**Provided text:**
[Start of section]

The Order of Saint Francis is an active, Apostolic Christian religious First Order within the
Franciscan tradition. The OSF admits members of the Anglican Communion (and church in full
communion). Rather than living in an enclosed communal setting, OSF brothers live independently in
different parts of the world, with ministries based on the needs of their local communities. Members
are baptized men who have been confirmed within the Anglican Communion, and who voluntarily
commit to living by a set of vows for a term of years or for life. The OSF is a dispersed order, which
welcomes men with dual vocations (Lay as well as clergy). Brothers may also be married or single and
can be found in the United States, Canada, and Italy.

Sam Shoemaker Community (SSC)

A growing community where Christ and recovery are shared and the lives of addicts transformed.

Our Principles are that we draw closer to God and to one another through the practice of Two Way Prayer and the Four Standards of Absolute Honesty, Purity, Unselfishness, and Love; we follow the ancient, monastic tradition of carrying the Good News to those living on the edges of society - be they spiritual, social, or economic; We practice “the spirituality of descent” known as kenosis; the same “self-emptying” found in the mind of Christ and at the heart of the 12-Step journey; and We keep alive for new generations the Christian roots of the 12-Steps through our personal Service Fields to which we are called. Sam Shoemaker Community is a ministry of the Episcopal Diocese of Texas.

[End of section]

**Questions:**
(A) Transcribe the passage on the Order of Saint Francis and the Sam Shoemaker Community from "The Order of" to "Canada, and Italy.".
(B) Name every country that the passage on the Order of Saint Francis and the Sam Shoemaker Community gives as a place where brothers can be found.

[Image-grounded pointing data]

[Start of section]

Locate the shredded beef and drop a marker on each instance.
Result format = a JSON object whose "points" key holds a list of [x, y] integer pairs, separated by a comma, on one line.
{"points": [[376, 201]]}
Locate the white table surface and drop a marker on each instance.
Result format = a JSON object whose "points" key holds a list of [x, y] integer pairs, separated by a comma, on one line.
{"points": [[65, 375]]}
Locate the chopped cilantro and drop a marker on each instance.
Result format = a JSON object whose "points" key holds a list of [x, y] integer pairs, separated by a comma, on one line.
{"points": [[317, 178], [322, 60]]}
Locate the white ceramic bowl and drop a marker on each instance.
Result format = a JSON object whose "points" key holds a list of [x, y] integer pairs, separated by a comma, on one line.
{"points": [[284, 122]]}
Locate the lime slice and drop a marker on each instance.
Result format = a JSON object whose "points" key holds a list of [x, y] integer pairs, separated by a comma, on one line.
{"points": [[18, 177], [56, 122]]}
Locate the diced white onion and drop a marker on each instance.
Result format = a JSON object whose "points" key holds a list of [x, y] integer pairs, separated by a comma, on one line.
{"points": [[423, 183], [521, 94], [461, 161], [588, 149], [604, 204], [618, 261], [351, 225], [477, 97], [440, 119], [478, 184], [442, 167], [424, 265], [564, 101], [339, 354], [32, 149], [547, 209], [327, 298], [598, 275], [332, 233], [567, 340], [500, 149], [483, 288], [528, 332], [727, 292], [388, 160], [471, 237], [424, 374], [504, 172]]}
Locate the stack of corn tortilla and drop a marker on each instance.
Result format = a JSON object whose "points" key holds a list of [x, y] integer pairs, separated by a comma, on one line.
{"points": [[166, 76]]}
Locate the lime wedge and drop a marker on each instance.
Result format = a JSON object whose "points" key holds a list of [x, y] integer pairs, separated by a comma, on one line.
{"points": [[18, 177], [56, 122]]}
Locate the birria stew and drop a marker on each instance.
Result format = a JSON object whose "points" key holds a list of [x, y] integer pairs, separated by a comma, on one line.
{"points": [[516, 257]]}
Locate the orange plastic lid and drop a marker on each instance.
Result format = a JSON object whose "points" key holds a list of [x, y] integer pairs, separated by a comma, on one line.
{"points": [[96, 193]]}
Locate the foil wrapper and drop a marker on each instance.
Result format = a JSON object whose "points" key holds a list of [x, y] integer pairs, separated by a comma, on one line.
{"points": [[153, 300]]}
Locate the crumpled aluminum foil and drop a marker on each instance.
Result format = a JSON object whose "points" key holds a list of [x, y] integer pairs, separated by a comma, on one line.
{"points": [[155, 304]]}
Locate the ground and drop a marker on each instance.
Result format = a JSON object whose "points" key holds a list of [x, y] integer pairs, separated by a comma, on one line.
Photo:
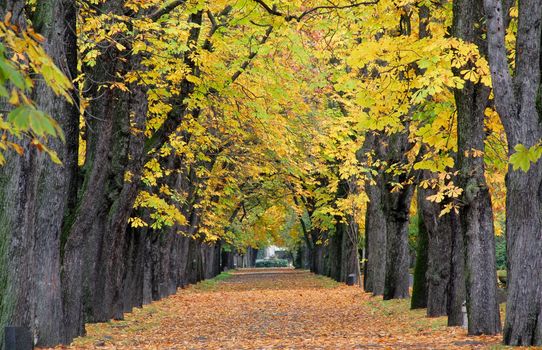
{"points": [[277, 309]]}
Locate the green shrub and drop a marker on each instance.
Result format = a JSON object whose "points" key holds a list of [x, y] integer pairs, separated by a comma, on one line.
{"points": [[272, 263]]}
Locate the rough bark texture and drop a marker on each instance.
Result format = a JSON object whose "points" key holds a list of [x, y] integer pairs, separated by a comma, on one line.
{"points": [[476, 213], [396, 210], [517, 99], [419, 289], [375, 230], [35, 192], [456, 285], [441, 231]]}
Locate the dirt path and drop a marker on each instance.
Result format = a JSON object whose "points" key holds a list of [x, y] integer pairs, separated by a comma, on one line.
{"points": [[277, 309]]}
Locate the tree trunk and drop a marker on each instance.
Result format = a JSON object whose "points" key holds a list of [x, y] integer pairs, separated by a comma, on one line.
{"points": [[35, 192], [335, 248], [476, 215], [456, 286], [518, 102], [396, 206]]}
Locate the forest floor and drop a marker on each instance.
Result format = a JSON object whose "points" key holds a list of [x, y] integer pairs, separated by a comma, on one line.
{"points": [[277, 309]]}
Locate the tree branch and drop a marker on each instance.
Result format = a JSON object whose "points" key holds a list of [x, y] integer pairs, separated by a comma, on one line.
{"points": [[273, 11], [505, 99], [166, 9]]}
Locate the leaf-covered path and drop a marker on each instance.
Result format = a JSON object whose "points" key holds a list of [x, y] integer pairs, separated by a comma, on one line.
{"points": [[277, 309]]}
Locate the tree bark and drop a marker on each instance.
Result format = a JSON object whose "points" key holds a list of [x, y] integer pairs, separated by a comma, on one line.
{"points": [[397, 210], [517, 99], [476, 215], [420, 288], [375, 228]]}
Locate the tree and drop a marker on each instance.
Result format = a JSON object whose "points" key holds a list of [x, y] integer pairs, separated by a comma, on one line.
{"points": [[517, 99]]}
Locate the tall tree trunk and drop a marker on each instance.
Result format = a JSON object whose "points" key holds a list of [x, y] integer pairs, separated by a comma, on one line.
{"points": [[375, 227], [517, 99], [35, 192], [456, 286], [476, 215], [397, 210], [441, 231], [419, 289]]}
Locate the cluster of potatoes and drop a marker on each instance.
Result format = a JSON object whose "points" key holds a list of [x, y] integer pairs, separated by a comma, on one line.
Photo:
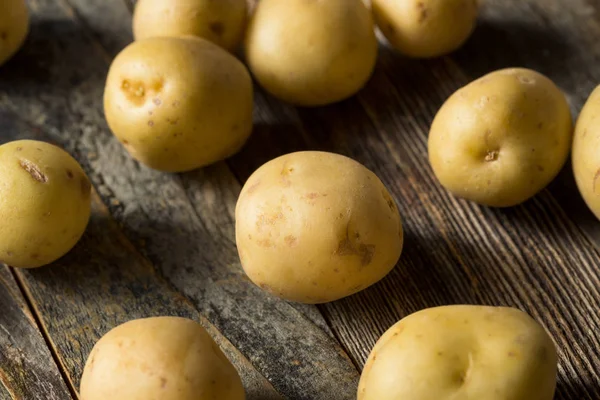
{"points": [[311, 227]]}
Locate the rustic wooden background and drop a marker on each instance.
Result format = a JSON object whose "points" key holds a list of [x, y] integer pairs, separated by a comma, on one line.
{"points": [[163, 244]]}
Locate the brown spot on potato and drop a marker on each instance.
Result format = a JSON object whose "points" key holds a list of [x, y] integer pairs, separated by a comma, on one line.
{"points": [[492, 155], [423, 12], [85, 186], [34, 171], [290, 240], [217, 27], [596, 176], [265, 242]]}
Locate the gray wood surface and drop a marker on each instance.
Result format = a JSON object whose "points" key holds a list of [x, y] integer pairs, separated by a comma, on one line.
{"points": [[164, 244]]}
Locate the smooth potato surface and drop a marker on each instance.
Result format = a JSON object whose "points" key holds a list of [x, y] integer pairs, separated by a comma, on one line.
{"points": [[14, 25], [462, 353], [220, 21], [311, 53], [44, 203], [426, 28], [502, 138], [314, 227], [586, 152], [178, 104], [160, 358]]}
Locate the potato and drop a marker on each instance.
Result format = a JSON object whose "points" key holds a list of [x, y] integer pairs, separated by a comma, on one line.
{"points": [[314, 227], [462, 353], [426, 28], [502, 138], [44, 203], [586, 152], [178, 104], [14, 26], [160, 358], [311, 53], [220, 21]]}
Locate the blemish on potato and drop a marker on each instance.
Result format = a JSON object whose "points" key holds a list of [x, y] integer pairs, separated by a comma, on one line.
{"points": [[34, 171], [218, 28], [492, 155], [423, 12], [596, 176], [85, 186], [290, 240], [265, 242]]}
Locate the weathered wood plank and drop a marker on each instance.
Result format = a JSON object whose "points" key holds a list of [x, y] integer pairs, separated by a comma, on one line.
{"points": [[532, 256], [182, 223], [104, 282], [27, 369]]}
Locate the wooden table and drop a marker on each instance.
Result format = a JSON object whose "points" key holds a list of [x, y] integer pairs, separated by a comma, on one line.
{"points": [[163, 244]]}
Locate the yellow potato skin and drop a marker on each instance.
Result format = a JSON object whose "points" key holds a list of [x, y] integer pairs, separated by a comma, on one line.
{"points": [[311, 53], [220, 21], [178, 104], [502, 138], [426, 28], [166, 358], [462, 353], [586, 152], [314, 227], [44, 203], [14, 26]]}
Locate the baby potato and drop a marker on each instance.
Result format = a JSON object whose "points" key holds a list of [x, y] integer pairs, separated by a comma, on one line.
{"points": [[220, 21], [311, 53], [502, 138], [161, 358], [426, 28], [462, 353], [314, 227], [586, 152], [178, 104], [44, 203], [14, 25]]}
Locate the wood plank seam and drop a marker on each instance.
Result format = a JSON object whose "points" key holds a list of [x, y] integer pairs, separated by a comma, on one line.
{"points": [[41, 327]]}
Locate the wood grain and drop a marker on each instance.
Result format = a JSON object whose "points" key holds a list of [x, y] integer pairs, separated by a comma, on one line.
{"points": [[532, 257], [182, 223], [27, 369]]}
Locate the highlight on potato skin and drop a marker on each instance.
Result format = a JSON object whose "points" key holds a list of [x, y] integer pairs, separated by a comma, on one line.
{"points": [[14, 27], [177, 103], [502, 138], [170, 358], [314, 227], [426, 28], [462, 352], [311, 53], [222, 22], [45, 203]]}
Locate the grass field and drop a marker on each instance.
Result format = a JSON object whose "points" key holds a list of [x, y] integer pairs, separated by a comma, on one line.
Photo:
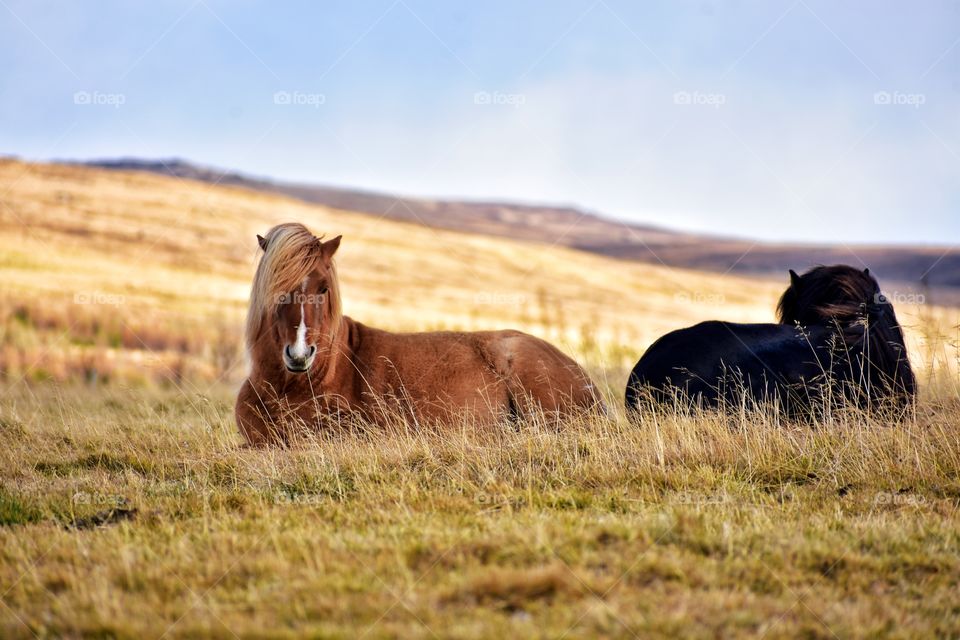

[End of section]

**Activity answers:**
(A)
The Order of Saint Francis is an active, Apostolic Christian religious First Order within the
Franciscan tradition. The OSF admits members of the Anglican Communion (and church in full
communion). Rather than living in an enclosed communal setting, OSF brothers live independently in
different parts of the world, with ministries based on the needs of their local communities. Members
are baptized men who have been confirmed within the Anglican Communion, and who voluntarily
commit to living by a set of vows for a term of years or for life. The OSF is a dispersed order, which
welcomes men with dual vocations (Lay as well as clergy). Brothers may also be married or single and
can be found in the United States, Canada, and Italy.

(B) United States, Canada, Italy